To be done
Put the data below into a JSON list of strings, with one string per line and blank lines omitted.

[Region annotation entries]

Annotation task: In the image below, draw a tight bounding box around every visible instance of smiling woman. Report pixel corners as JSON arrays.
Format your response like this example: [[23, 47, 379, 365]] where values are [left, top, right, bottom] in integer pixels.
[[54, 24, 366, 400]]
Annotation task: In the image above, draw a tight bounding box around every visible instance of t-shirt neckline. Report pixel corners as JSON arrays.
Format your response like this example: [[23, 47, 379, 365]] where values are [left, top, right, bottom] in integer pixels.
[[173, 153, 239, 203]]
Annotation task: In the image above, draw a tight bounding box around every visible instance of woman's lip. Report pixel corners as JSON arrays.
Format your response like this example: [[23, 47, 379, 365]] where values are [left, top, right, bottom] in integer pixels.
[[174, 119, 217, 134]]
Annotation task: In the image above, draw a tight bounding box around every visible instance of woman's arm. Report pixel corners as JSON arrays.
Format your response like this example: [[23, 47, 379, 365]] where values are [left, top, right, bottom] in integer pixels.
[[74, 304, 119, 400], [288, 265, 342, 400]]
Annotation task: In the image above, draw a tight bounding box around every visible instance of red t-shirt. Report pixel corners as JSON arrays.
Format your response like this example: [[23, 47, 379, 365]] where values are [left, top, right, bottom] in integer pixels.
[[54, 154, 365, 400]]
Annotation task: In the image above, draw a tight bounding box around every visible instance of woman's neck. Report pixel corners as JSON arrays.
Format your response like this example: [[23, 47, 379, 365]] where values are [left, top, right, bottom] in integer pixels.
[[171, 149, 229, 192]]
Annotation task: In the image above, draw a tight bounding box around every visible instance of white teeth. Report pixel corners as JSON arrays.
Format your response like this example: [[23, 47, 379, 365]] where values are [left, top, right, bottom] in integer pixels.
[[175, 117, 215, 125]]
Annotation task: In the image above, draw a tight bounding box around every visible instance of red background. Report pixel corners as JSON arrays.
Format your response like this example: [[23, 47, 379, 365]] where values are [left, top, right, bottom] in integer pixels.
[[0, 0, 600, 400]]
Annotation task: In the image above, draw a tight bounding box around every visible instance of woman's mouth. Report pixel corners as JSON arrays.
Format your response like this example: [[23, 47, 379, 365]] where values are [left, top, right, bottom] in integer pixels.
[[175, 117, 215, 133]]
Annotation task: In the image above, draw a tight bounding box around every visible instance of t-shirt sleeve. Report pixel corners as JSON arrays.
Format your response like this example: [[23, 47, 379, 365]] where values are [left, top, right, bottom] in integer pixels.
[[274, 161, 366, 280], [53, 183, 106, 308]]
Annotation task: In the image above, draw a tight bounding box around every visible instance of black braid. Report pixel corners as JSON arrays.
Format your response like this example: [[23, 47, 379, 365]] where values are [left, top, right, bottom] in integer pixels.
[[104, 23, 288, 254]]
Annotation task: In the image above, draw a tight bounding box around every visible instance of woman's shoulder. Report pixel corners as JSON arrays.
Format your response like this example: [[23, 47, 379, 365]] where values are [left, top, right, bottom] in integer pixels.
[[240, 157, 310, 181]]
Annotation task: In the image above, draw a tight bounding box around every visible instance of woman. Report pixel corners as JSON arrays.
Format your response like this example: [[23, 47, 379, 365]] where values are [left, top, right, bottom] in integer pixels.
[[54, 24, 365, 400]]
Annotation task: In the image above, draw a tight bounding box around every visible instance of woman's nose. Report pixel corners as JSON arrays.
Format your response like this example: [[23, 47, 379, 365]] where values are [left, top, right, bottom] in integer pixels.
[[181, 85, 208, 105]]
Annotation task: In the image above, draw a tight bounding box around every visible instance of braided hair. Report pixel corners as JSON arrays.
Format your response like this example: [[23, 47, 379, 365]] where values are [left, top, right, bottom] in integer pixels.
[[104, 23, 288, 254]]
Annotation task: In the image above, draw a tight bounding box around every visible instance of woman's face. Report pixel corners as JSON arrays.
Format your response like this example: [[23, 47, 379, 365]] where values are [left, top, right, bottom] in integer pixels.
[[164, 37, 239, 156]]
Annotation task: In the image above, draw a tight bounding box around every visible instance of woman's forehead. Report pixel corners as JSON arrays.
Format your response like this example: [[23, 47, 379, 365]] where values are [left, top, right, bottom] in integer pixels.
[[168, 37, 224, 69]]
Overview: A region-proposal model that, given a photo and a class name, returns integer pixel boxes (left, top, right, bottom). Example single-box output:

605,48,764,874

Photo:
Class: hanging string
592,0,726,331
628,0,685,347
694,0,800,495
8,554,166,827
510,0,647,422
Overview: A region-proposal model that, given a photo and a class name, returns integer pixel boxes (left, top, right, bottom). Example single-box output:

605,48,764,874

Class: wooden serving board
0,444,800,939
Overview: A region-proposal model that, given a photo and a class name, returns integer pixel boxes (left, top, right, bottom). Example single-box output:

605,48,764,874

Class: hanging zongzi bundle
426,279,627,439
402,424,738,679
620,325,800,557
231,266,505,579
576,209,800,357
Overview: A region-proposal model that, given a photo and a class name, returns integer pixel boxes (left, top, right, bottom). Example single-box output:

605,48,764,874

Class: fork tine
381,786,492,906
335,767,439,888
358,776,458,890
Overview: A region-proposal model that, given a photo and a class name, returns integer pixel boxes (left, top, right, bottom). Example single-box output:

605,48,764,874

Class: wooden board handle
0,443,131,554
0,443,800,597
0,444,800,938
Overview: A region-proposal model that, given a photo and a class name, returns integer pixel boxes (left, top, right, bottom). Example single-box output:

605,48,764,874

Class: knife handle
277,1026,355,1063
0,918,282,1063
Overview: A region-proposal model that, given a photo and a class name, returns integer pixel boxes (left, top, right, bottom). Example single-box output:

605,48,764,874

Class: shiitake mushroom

Full answer
[
  "Annotation task: In the image below, draw a tight bounding box around every visible instance of smiling woman. Report pixel corners as JSON arrays.",
  "Format your response like this example: [[23, 47, 379, 365]] where values are [left, top, right, bottom] in integer pixels.",
  "[[54, 24, 366, 400]]",
  "Annotation task: In the image above, draw a tight bounding box around every visible instance of t-shirt neckline. Report pixel corners as JSON arrays.",
  "Format your response like this example: [[23, 47, 379, 365]] where values are [left, top, right, bottom] in integer pixels.",
  "[[173, 153, 239, 203]]",
  "Annotation task: In the image above, draw a tight bounding box around every visible instance of woman's lip. Report pixel corners as JSON arrays.",
  "Format your response like this example: [[23, 47, 379, 365]] where values are [left, top, right, bottom] in integer pixels.",
  "[[174, 119, 217, 134]]",
  "Annotation task: In the image above, draw a tight bounding box around every visible instance of woman's arm. Report pixel corners as JSON arrays.",
  "Format your response like this example: [[23, 47, 379, 365]] where values are [left, top, right, bottom] in integer pixels.",
  "[[74, 304, 119, 400], [288, 265, 342, 400]]",
  "Annotation task: In the image above, draw a tight bounding box around every visible instance of red t-shirt. Report pixel corners as JSON arrays.",
  "Format your response like this example: [[23, 47, 379, 365]] where values are [left, top, right, bottom] in integer pixels.",
  "[[54, 154, 365, 400]]",
  "Annotation task: In the image above, draw a tight bounding box around every visible instance of woman's neck. Report pixel corners as JSON arrays.",
  "Format your response like this example: [[23, 47, 379, 365]] where values are [left, top, right, bottom] in integer pixels.",
  "[[171, 149, 229, 192]]",
  "Annotation task: In the image above, draw a tight bounding box around every visible instance of white teeth. Report pixel corners as JSON arrays.",
  "Format your response like this example: [[23, 47, 379, 365]] where values are [left, top, right, bottom] in integer pixels.",
  "[[175, 117, 215, 125]]",
  "Annotation task: In the image above, draw a tight bounding box around every visible instance of red background. Report pixel corners as JSON arrays.",
  "Format your response like this example: [[23, 47, 379, 365]] where values are [left, top, right, bottom] in integer pixels.",
  "[[0, 0, 600, 400]]",
  "Annotation task: In the image above, draw a tight bounding box around every visible instance of woman's mouth. Report pixel corners as JSON arrays.",
  "Format your response like this example: [[23, 47, 379, 365]] where values are [left, top, right, bottom] in integer pixels.",
  "[[175, 117, 215, 133]]",
  "Annotation task: In the image above, draw a tight bounding box around every visible instance of t-shirt sleeve. Report pixel corners as JSON arrays.",
  "Format your response like this example: [[23, 47, 379, 365]] where values are [left, top, right, bottom] in integer pixels.",
  "[[274, 161, 366, 280], [53, 183, 106, 308]]",
  "Annotation task: In the image above, draw a tight bounding box around every visible instance of black braid. Report pixel corners as JSON arrays.",
  "Format your response like this example: [[23, 47, 379, 365]] where values are [left, top, right, bottom] in integer pixels.",
  "[[104, 23, 288, 254]]",
  "Annotation task: In the image above, draw a tight bounding box around every visible instance of woman's shoulder. Report pixel corners as JSON arrays.",
  "Format your response like this example: [[23, 47, 379, 365]] where values are [left, top, right, bottom] in integer pixels.",
  "[[240, 157, 310, 181]]",
  "Annotation task: In the image above, draw a tight bounding box around every visible instance of woman. Report pixel corners as JSON arrays.",
  "Format your response like this example: [[23, 47, 379, 365]] where values are [left, top, right, bottom] in integer pixels.",
  "[[54, 24, 365, 400]]",
  "Annotation task: In the image above, draw a tight bounding box around every visible instance of woman's nose. Report pixel corners as JSON arrays.",
  "Format your response like this example: [[23, 47, 379, 365]] where values are [left, top, right, bottom] in integer pixels.",
  "[[181, 85, 208, 105]]",
  "Annotation task: In the image above, draw a tight bounding box around every visible instance of braided hair. Report pixel corners as JSON arrays.",
  "Format your response like this example: [[23, 47, 379, 365]] where values are [left, top, right, bottom] in integer pixels.",
  "[[104, 23, 288, 254]]",
  "Annotation task: In the image above, draw a tight bounding box around every visible instance of woman's face. Report pixel corners as JSON arrays.",
  "Format your response like this example: [[23, 47, 379, 365]] where values are [left, top, right, bottom] in integer pixels.",
  "[[164, 37, 239, 156]]",
  "Annotation task: In the image above, draw a tight bounding box around every visible instance of woman's forehead. Report pixel corners as JSON arrays.",
  "Format your response like this example: [[23, 47, 379, 365]] where values are [left, top, right, bottom] in integer pixels.",
  "[[168, 37, 224, 69]]",
  "Overview: A region-proposal model that, given a photo and a class name, returns integer pixel boxes (left, top, right, bottom). Example single-box output:",
  "605,48,764,874",
  "Photo:",
  "Class: hanging string",
  "592,0,726,331",
  "628,0,685,347",
  "694,0,800,495",
  "8,554,166,827",
  "510,0,647,422",
  "Overview: A region-proposal model that, given a photo and a class name, returns integer pixel boxes (left, top, right, bottom). Example single-box output:",
  "605,48,764,874",
  "Class: wooden serving board",
  "0,444,800,939",
  "Overview: A region-proposal model that, given a photo and a class name, returns integer pixel boxes (left, top, right, bottom). Example single-box output:",
  "605,48,764,874",
  "Class: hanging zongzi bundle",
  "426,279,627,439",
  "402,424,738,679",
  "620,325,800,557",
  "231,266,505,579",
  "576,209,800,357",
  "Overview: A region-proposal model that, given a photo and a class name, returns integer pixel boxes (left, top, right, bottom). Example single-box output:",
  "605,48,764,874",
  "Class: fork tine",
  "381,786,492,906",
  "335,767,439,888",
  "358,776,458,890",
  "Overview: A region-proposal model that, given a photo and a class name, returns integer pixel boxes (left, top, right, bottom). Example single-box output:",
  "605,48,764,874",
  "Class: wooden board handle",
  "0,443,131,554",
  "0,443,800,597",
  "0,444,800,938",
  "Overview: A region-proposal model that, given a photo and a class name, returns integer pixel boxes (left, top, right, bottom). Example single-box output:",
  "605,48,764,874",
  "Class: knife handle",
  "277,1026,355,1063",
  "0,918,282,1063",
  "Overview: A region-proposal model that, given a photo and a class name, returns integer pixel boxes (left, top, right, bottom). Example single-box output:",
  "605,48,764,874",
  "Class: shiitake mushroom"
]